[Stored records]
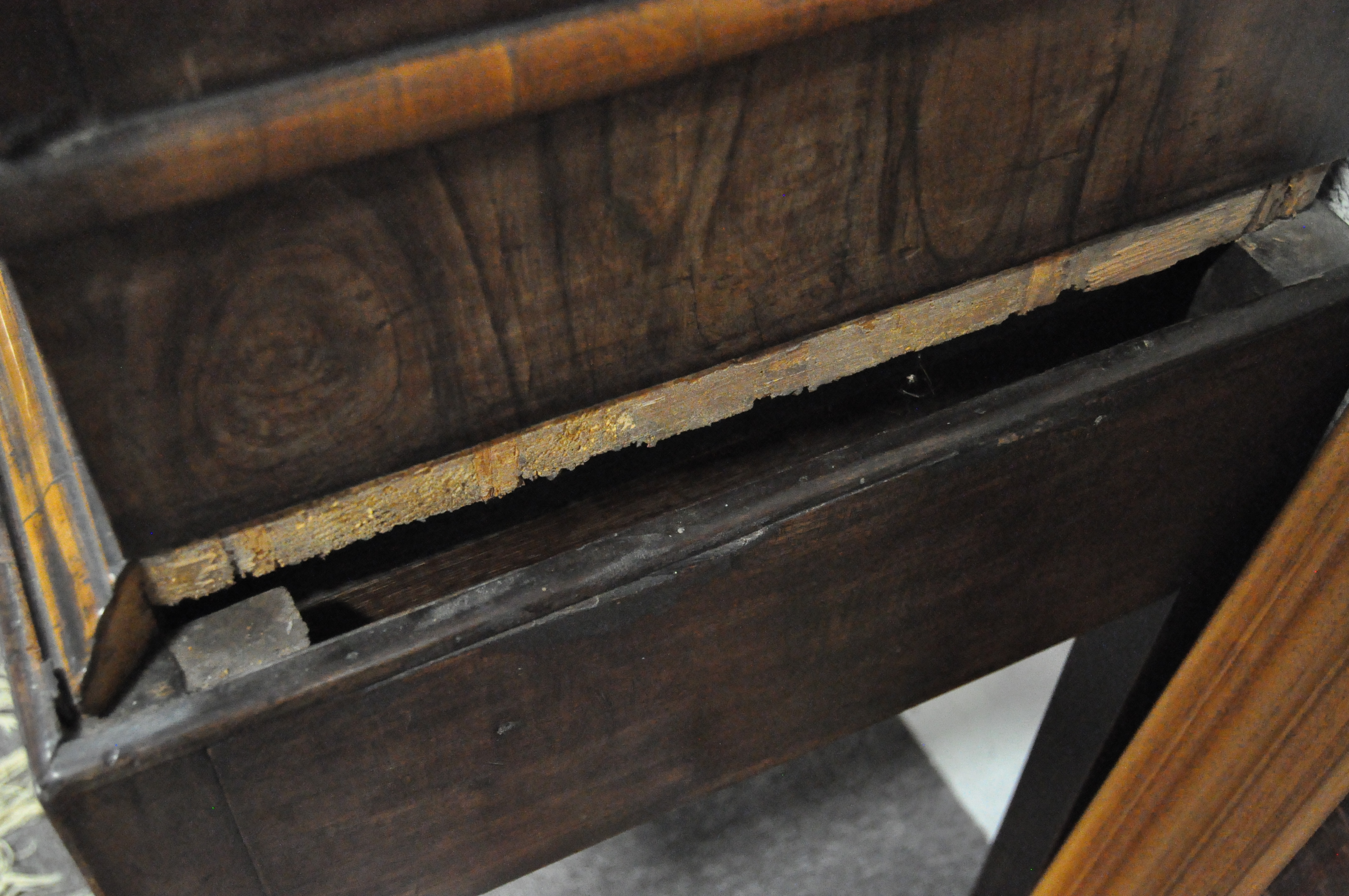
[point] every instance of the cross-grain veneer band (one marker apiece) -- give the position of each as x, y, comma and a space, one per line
500, 466
214, 148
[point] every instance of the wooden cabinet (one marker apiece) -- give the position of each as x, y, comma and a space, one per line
386, 316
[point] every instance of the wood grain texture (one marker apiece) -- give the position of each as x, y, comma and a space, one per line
168, 830
1321, 868
543, 451
1244, 755
141, 54
1136, 80
508, 277
531, 716
216, 148
65, 546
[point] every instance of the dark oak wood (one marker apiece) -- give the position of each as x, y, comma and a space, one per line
1115, 675
185, 838
1073, 748
139, 54
1321, 868
1247, 751
509, 276
40, 83
508, 725
90, 619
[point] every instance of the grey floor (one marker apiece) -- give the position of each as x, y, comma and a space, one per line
867, 815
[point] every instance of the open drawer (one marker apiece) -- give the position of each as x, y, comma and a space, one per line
494, 689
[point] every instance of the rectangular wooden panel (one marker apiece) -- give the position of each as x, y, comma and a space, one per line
166, 830
465, 289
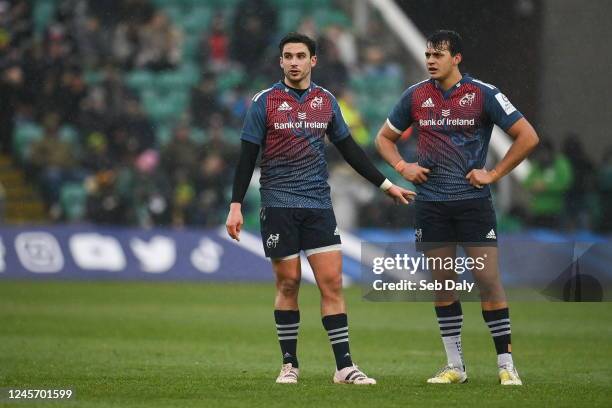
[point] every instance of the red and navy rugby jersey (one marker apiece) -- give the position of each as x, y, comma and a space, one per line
290, 130
454, 130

■ Exercise details ■
Each record above needs to be transcribed word for word, with its pictures omitted.

■ Written reply ■
[point] every instance of the cross-grain veneer band (one marker apiece) -- give the position of each as x, y, comma and a space, one per line
500, 466
214, 148
[point] every instance of the wooden cabinet (one marker apiece) -- give the position of each as x, y, comma and a space, one per line
386, 316
[point] every instance of the wood grain texture (one marker apiece) -- give the position of each as x, y, comma and a space, one per line
168, 830
1321, 868
543, 451
1244, 755
141, 54
1136, 80
508, 277
531, 716
216, 148
65, 546
[point] every instance of the dark oak wood (one marker apiece) -- give the position of each as x, y, comma and a space, one per line
1115, 675
185, 838
1073, 748
139, 54
1321, 868
1247, 751
509, 276
40, 83
508, 725
90, 619
[point] every instance of the grey floor (one marker apiece) -- give the position of each as x, y, comma and a space, one per line
867, 815
[point] every instance of the open drawer (one marker apiece) -- give the position of each as x, y, comma and a space, one per line
494, 689
[point] every instance of the rectangular wooden panel (one marker apiece) -- give the position of each as x, y, comma and a space, one per line
166, 830
465, 289
[point] every instance of the red and navy rugby jersey (one marker apiece) -- give the position of each as x, y, comma and a space, one per line
290, 130
454, 130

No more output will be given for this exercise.